EXERCISE GOAL:
Return each line of the data below that contains the string "left".

# Start of RECORDS TO PROCESS

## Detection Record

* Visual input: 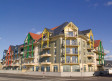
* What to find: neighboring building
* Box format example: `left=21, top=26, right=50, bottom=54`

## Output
left=0, top=22, right=104, bottom=72
left=104, top=60, right=112, bottom=74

# End of RECORDS TO PROCESS

RESULT:
* Box format example: `left=21, top=26, right=50, bottom=54`
left=0, top=22, right=104, bottom=72
left=104, top=60, right=112, bottom=74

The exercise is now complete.